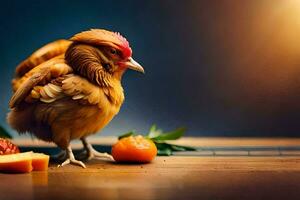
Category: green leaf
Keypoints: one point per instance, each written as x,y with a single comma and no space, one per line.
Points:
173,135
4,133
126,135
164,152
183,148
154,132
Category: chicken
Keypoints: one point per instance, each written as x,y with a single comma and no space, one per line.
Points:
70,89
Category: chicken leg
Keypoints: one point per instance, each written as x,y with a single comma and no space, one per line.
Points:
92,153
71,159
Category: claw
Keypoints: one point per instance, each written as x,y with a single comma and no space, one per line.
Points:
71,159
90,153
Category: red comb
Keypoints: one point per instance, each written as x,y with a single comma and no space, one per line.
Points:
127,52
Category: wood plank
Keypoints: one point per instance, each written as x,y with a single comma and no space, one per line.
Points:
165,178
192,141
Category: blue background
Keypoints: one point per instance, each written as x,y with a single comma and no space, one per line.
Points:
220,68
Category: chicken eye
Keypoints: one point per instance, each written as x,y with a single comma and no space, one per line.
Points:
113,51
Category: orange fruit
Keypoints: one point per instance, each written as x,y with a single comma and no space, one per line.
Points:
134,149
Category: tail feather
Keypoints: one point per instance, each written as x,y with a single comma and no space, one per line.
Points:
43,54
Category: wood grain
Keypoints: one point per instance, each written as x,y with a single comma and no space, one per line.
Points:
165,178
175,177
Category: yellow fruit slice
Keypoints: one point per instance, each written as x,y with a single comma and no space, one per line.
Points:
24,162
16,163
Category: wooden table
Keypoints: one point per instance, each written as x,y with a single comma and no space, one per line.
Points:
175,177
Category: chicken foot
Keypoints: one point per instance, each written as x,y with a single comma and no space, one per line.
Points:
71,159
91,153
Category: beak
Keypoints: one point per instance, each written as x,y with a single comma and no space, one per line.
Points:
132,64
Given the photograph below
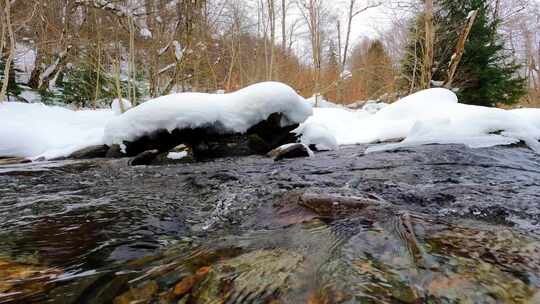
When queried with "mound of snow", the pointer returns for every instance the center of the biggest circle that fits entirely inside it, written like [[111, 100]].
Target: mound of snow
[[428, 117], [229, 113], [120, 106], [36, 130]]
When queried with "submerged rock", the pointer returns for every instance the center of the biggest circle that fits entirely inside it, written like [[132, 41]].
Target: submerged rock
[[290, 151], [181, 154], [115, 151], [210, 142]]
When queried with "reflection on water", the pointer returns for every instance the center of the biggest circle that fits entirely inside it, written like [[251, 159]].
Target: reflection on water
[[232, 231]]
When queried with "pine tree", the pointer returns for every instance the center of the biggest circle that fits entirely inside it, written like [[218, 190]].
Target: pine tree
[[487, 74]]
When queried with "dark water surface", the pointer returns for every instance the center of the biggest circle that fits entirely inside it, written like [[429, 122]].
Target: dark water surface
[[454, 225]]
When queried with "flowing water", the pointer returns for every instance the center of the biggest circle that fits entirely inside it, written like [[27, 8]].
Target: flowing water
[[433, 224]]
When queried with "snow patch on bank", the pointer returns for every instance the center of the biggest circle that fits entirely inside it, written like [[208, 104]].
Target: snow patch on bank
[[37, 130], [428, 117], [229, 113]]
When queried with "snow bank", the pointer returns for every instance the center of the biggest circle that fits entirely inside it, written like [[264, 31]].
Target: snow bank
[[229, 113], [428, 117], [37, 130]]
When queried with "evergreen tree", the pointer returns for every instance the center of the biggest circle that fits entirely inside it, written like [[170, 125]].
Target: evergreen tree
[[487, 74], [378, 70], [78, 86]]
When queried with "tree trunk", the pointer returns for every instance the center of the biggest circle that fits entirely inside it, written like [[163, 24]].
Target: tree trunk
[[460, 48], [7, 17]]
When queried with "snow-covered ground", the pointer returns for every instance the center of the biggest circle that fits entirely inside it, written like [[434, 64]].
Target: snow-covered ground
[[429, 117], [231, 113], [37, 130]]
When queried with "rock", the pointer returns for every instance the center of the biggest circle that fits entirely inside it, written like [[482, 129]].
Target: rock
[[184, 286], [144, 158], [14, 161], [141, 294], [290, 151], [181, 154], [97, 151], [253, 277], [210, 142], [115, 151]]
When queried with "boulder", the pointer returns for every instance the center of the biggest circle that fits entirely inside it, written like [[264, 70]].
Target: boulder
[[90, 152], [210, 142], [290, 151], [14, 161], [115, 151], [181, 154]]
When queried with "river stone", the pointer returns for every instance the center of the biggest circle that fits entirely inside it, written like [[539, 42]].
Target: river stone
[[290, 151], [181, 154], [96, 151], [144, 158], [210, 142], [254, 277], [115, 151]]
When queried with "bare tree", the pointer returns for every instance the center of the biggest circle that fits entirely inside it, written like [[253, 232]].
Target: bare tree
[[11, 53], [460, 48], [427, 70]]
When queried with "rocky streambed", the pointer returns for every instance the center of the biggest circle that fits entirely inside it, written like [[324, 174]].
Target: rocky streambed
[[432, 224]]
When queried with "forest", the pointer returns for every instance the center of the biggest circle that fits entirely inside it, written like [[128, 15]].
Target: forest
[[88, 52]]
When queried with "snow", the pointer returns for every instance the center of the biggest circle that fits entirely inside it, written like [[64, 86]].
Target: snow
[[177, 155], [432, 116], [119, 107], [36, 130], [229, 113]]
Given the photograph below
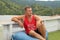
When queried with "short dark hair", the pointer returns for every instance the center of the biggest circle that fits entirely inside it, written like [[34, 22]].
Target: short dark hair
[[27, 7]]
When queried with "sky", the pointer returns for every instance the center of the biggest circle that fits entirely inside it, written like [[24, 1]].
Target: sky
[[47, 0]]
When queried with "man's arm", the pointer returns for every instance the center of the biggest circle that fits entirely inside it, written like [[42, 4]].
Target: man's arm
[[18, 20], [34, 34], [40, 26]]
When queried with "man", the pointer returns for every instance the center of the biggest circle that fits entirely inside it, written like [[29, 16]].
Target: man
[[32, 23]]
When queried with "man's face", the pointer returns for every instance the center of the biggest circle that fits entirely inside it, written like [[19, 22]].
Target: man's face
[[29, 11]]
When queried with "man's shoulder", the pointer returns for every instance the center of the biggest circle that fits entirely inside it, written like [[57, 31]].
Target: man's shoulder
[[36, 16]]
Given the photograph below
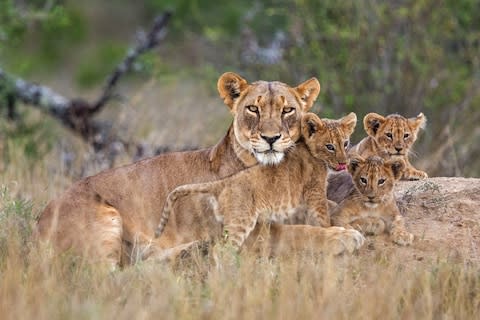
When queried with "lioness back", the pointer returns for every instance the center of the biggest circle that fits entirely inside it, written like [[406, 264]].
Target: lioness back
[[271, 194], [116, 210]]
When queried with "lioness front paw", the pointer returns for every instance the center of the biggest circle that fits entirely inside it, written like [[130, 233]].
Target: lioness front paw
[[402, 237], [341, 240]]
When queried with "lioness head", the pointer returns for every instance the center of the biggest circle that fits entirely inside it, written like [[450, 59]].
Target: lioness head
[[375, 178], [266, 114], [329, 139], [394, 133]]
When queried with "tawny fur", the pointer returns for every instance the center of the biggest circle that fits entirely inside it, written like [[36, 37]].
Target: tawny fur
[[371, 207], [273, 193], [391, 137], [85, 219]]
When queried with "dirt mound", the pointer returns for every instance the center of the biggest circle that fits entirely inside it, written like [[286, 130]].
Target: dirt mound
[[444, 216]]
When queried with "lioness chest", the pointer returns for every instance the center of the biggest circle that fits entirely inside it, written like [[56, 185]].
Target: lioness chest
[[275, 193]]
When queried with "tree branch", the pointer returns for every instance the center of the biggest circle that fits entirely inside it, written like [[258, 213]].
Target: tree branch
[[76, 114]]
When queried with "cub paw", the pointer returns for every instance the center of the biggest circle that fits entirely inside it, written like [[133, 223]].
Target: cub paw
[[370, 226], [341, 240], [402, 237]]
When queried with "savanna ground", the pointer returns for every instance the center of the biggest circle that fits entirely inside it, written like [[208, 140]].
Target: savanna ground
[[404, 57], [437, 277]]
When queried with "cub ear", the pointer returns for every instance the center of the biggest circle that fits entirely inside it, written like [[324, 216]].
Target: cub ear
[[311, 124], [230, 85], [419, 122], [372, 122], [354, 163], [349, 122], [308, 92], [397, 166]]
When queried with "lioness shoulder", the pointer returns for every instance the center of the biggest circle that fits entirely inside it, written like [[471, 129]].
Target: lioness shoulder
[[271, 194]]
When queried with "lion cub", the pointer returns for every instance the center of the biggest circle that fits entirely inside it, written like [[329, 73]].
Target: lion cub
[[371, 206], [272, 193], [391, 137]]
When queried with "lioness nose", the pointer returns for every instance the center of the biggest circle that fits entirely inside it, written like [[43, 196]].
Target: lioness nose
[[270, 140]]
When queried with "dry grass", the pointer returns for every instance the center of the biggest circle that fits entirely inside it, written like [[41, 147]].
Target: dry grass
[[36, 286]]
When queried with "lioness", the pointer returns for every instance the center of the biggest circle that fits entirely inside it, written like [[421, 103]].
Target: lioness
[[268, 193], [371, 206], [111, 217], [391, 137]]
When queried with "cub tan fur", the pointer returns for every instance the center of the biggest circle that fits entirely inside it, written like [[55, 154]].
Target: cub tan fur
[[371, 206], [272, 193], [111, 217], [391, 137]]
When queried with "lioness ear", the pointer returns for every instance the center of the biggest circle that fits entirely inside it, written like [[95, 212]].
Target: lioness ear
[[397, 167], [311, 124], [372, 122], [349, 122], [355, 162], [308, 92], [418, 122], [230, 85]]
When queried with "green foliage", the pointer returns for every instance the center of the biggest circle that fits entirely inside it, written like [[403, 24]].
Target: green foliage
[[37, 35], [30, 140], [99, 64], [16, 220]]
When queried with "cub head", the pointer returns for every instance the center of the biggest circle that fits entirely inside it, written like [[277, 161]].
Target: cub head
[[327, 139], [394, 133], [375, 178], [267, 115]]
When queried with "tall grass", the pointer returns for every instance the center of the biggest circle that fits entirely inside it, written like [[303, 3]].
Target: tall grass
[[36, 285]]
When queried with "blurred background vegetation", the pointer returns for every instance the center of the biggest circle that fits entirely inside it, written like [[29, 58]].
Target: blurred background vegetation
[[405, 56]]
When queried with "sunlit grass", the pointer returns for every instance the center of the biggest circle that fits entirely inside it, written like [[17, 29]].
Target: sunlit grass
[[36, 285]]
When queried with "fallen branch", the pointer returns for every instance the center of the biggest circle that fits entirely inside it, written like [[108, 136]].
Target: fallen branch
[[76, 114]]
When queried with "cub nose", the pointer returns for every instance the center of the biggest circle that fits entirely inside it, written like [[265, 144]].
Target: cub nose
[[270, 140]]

------------------------------------------------------------

[WORK TO DO] What are the lines from the one with "like [[55, 154]]." through the last line of the records above? Quote them exactly and add nothing.

[FINAL RESULT]
When queried with "cub tan fur", the pointer returns for every instance the center of the biggest circle that fits entirely inside it, written like [[55, 154]].
Target: cub tan fur
[[371, 206], [272, 193], [111, 217], [391, 137]]
When queried with "lioness ear", the pointer returns for every instance the center of the biggest circle that fits entirely inside it, written like [[95, 212]].
Target: lioness ear
[[397, 167], [311, 124], [372, 122], [349, 122], [355, 162], [308, 92], [418, 122], [230, 85]]
When queried with "green foliage", the pointer returns for every instance the center of the biggest circle that fits entirely inside it, written like [[403, 24]].
Target: green foliage
[[37, 35], [30, 140], [99, 64], [16, 220]]
When queried with "cub head", the pointer returns for every instance the center of the biggest circle that fits entirely inside it, written like [[277, 161]].
Target: cub head
[[327, 139], [394, 133], [375, 178], [267, 115]]
When queried with "tall grass", the pointer returns for every instance the center of the biggest circle that fits entirely inside it, written like [[303, 3]].
Target: tall grass
[[36, 285]]
When queried with "blurred background vegetation", the pointer returns for every instance the center of the biggest circle that fits entirely inside it, written like [[29, 58]].
Target: blurred background vegetation
[[405, 56]]
When queried with "sunlit grass", the pointer returns for every instance the center of the biggest circle that fits entirely inside it, written like [[17, 29]].
Target: sunlit grass
[[36, 285]]
When queried with "fallen branch", the pointer returns for every instance the center of the biggest circle that fits entirely inside it, written like [[108, 136]].
Target: fallen branch
[[76, 114]]
When queried with "cub nose", the pointer returns for every instance the center of the biggest circle that fits entirely inside it, written like [[265, 144]].
Target: cub nose
[[270, 140]]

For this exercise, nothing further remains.